▸ GIVEN PROBLEM 1
The passage on Stirling's planetary research team names several people who have recently joined Dr Christian Schröder. List each of them with the role the passage gives.

▸ SOURCE EXTRACT
The group’s second meeting came as Stirling expanded its team that specialises in analysing environmental conditions on other planets, predominantly Mars.
Dr Christian Schröder, Senior Lecturer in the Faculty of Natural Sciences, has recently been joined by Alastair Tait, Rutherford Fellow; Dr Axel Hagermann, Associate Professor; Dr Nicholas Attree, Research Fellow; and Dr Erika Kaufmann, Research Fellow. They are bring their research together in the Stirling Centre for Astromaterials Research (SCAR).
Dr Schröder is the only UK scientist working on the Mars Exploration Opportunity mission and his recent work has included geochemical investigations of sites on the Red Planet where water was once present. He also studies meteorites and his research is relevant for the ESA ExoMars 2020 rover. Dr Tait’s specialism also lies in the study of meteorites and, along with Dr Schröder, is making the case for collecting a meteorites on Mars to be returned to Earth in a Mars sample return endeavour that will start with the NASA Mars 2020 rover mission.
Dr Hagermann, a geophysicist who focuses on ice and its physical properties, is currently working on the NASA InSight lander mission and will be involved in assessing data from the Heat Flow and Physical Properties Probe, better known as HP3. This work aims to piece together the story behind Mars’ origin and evolution by measuring the heat currently escaping through the surface of Mars.
Dr Attree, who was previously involved in modelling heat flow in cold environments for the Rosetta mission, will also work with Dr Hagermann on InSight.

▸ GIVEN PROBLEM 2
Present the listing lines as a Markdown table with the columns Row and Line. Run from the start of the listing up to and including the line with "x=127 y=204", and omit blank lines.

▸ SUPPLIED RECORDS
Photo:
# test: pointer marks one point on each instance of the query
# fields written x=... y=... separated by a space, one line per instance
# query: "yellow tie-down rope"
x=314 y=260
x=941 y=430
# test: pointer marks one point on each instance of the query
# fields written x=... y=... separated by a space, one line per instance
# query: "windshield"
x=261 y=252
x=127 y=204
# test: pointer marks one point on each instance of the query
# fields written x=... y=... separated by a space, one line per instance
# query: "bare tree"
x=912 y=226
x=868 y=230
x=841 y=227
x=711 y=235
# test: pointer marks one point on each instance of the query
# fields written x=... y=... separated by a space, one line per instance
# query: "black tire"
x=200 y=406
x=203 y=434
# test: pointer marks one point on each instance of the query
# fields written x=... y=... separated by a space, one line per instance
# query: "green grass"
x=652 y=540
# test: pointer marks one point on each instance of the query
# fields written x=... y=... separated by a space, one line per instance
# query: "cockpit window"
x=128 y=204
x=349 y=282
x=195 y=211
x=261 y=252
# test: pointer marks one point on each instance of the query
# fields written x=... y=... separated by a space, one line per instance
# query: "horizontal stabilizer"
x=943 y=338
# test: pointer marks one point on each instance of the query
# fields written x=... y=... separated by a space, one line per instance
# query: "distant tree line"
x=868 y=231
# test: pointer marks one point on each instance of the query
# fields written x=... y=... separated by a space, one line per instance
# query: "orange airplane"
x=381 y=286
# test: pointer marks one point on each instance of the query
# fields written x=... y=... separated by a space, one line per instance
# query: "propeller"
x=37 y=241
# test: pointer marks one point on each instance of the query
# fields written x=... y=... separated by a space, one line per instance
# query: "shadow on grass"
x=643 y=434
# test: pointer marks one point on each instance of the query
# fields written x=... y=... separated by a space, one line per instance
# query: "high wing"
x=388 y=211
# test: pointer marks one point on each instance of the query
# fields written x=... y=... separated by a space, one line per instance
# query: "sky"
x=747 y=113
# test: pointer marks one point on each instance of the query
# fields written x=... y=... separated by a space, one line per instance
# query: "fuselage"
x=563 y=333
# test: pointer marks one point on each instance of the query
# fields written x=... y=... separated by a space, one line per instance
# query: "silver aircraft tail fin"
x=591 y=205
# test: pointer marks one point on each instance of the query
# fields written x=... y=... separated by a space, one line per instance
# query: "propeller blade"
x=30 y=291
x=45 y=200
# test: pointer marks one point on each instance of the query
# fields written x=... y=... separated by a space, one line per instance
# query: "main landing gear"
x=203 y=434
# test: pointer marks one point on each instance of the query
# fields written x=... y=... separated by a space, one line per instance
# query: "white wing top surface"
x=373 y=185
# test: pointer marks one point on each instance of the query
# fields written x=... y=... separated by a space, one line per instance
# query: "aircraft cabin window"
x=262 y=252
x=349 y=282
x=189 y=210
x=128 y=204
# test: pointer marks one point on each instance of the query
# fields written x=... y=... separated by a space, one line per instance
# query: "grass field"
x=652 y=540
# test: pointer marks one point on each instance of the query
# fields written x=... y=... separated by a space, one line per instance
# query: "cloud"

▸ ANSWER 1
- Alastair Tait, Rutherford Fellow
- Dr Axel Hagermann, Associate Professor
- Dr Nicholas Attree, Research Fellow
- Dr Erika Kaufmann, Research Fellow

▸ ANSWER 2
| Row | Line |
|---|---|
| 1 | Photo: |
| 2 | # test: pointer marks one point on each instance of the query |
| 3 | # fields written x=... y=... separated by a space, one line per instance |
| 4 | # query: "yellow tie-down rope" |
| 5 | x=314 y=260 |
| 6 | x=941 y=430 |
| 7 | # test: pointer marks one point on each instance of the query |
| 8 | # fields written x=... y=... separated by a space, one line per instance |
| 9 | # query: "windshield" |
| 10 | x=261 y=252 |
| 11 | x=127 y=204 |